I
MBCNEWS | Jakarta, – Sidang kasus Farid Okbah, MA, Dr.Anung Al Hamat, dan Dr. Ahmad Zain telah digelar pada Senin (12/12/2022), di pengadilan negeri Jakarta Timur, akan bebas karena dalam hukum dikenal degan asas Tiada Pidana tanpa Kesalahan. Artinya, tiga klien itu tidak salah oleh karenanya perlu dibebaskan.
Dalam sidang duplik, tim penasehat hukum tetap pada bantahannya atas dakwaan JPU terhadap para terdakwa. Argumennya, sesuai asas “Tiada Pidana Tanpa Kesalahan” (Geen Straf Zonder Schuld), asas ini berarti orang tidak mungkin dijatuhi pidana, kalau tidak melakukan perbuatan pidana, kata salah satu wakil Koordinator tiga intektual Islam, Juju Purwantoro, di Jakarta Senin.
Dikatakan, berdasarkan BAP dari Densus 88, pihak Jaksa Penuntut Umum (JPU) hanya mendakwa dengan dakwaan Kedua, yaitu Pasal 13 huruf (c) Perpu Nomor 1 Tahun 2022 yang telah ditetapkan menjadi UU Nomor 15 Tahun 2003 jo Undang-undang Nomor 5 Tahun 2018 Tentang Perubahan Atas Undang-undang Nomor 15 tahun 2003 tentang Penetapan Peraturan Pemerintah Pengganti Undang-undang Nomor 1 tahun 2002 tentang Pemberantasan Tindak Pidana Terorisme.
“Setiap orang dengan sengaja memberikan bantuan atau kemudahan terhadap pelaku tindak pidana dengan menyembunyikan informasi tentang tindak pidana terorisme dipidana dengan pidana penjara paling singkat 3 (tiga) tahun dan paling lama 15 (lima belas) tahun.”
Unsur Pasal 13 (huruf c), kata Juju, UU terorisme “memberikan bantuan atau kemudahan terhadap pelaku tindak pidana terorisme. Faktanya dakwaan JPU kabur (absurb) dam tidak dapat dibuktikan.
+-------+
● Tugas Latihan A
Di pengadilan mana sidang yang diberitakan dalam berita tentang sidang Farid Okbah digelar?
● Tugas Latihan B
Tuliskan ulang persis satu bagian dari berita tentang sidang Farid Okbah, mulai dari kata-kata yang memuat "Unsur Pasal 13" dan berhenti setelah "tidak dapat dibuktikan.".
● Tugas Latihan C
Sebutkan semua terdakwa yang namanya disebut dalam berita tentang sidang Farid Okbah.
Item-item berikut tidak ada hubungannya dengan berita tentang sidang Farid Okbah.

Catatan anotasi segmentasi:
+-------+
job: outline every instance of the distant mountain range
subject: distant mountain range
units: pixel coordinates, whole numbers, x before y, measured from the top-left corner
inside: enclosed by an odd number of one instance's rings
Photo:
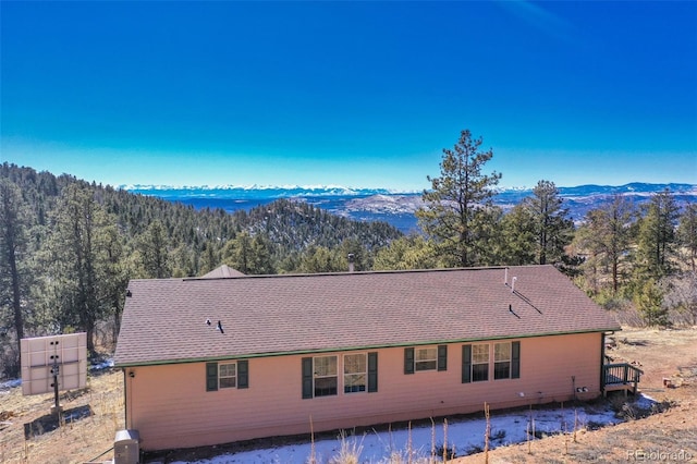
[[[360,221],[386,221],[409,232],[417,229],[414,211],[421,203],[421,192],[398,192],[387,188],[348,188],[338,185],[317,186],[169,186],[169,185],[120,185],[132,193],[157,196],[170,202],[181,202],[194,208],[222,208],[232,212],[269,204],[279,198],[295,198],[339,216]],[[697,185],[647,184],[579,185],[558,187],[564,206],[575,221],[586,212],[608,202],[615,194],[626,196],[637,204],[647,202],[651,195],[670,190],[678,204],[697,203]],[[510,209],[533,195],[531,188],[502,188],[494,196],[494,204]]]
+-------+
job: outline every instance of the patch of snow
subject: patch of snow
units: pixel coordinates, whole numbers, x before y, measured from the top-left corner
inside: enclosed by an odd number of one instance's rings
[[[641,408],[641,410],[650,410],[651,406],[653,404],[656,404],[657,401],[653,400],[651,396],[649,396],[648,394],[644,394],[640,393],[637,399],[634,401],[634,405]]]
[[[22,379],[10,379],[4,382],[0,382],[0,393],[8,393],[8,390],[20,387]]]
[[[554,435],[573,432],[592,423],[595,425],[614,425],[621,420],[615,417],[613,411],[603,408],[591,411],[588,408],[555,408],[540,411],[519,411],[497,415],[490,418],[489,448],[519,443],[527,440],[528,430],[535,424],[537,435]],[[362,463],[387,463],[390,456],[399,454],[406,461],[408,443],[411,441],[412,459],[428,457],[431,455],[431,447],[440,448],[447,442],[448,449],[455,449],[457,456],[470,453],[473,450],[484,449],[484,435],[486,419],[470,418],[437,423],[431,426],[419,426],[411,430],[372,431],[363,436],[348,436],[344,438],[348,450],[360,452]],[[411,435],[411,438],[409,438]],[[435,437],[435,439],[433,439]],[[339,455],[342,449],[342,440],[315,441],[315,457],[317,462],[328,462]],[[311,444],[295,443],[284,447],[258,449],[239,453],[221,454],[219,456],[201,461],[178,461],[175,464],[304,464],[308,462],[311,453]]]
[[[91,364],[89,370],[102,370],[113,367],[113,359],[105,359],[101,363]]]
+-------+
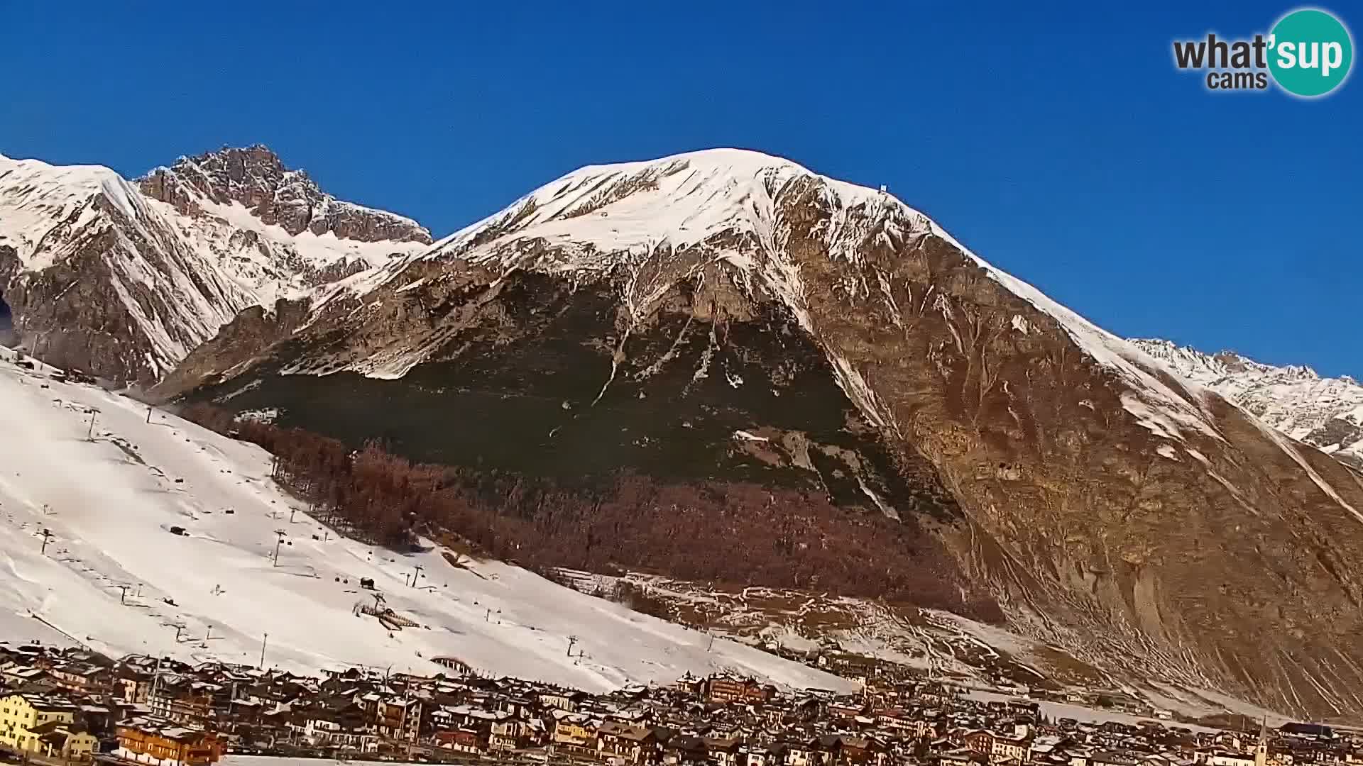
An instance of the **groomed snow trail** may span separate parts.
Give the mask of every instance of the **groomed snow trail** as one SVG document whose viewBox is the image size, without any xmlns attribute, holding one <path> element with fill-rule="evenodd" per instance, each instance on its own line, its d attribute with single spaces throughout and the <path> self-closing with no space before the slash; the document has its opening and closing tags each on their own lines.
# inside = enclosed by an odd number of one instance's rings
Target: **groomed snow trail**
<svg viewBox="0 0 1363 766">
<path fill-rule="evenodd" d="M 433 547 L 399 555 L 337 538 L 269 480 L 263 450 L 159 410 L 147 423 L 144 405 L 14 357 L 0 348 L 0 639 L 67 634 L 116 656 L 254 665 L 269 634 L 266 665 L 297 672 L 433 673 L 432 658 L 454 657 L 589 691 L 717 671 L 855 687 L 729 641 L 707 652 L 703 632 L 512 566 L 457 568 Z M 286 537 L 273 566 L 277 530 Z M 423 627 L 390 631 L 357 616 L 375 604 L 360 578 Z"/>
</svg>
+-------+
● Hasil Latihan A
Sidang itu digelar di pengadilan negeri Jakarta Timur.

● Hasil Latihan B
Unsur Pasal 13 (huruf c), kata Juju, UU terorisme “memberikan bantuan atau kemudahan terhadap pelaku tindak pidana terorisme. Faktanya dakwaan JPU kabur (absurb) dam tidak dapat dibuktikan.

● Hasil Latihan C
Farid Okbah, MA; Dr. Anung Al Hamat; Dr. Ahmad Zain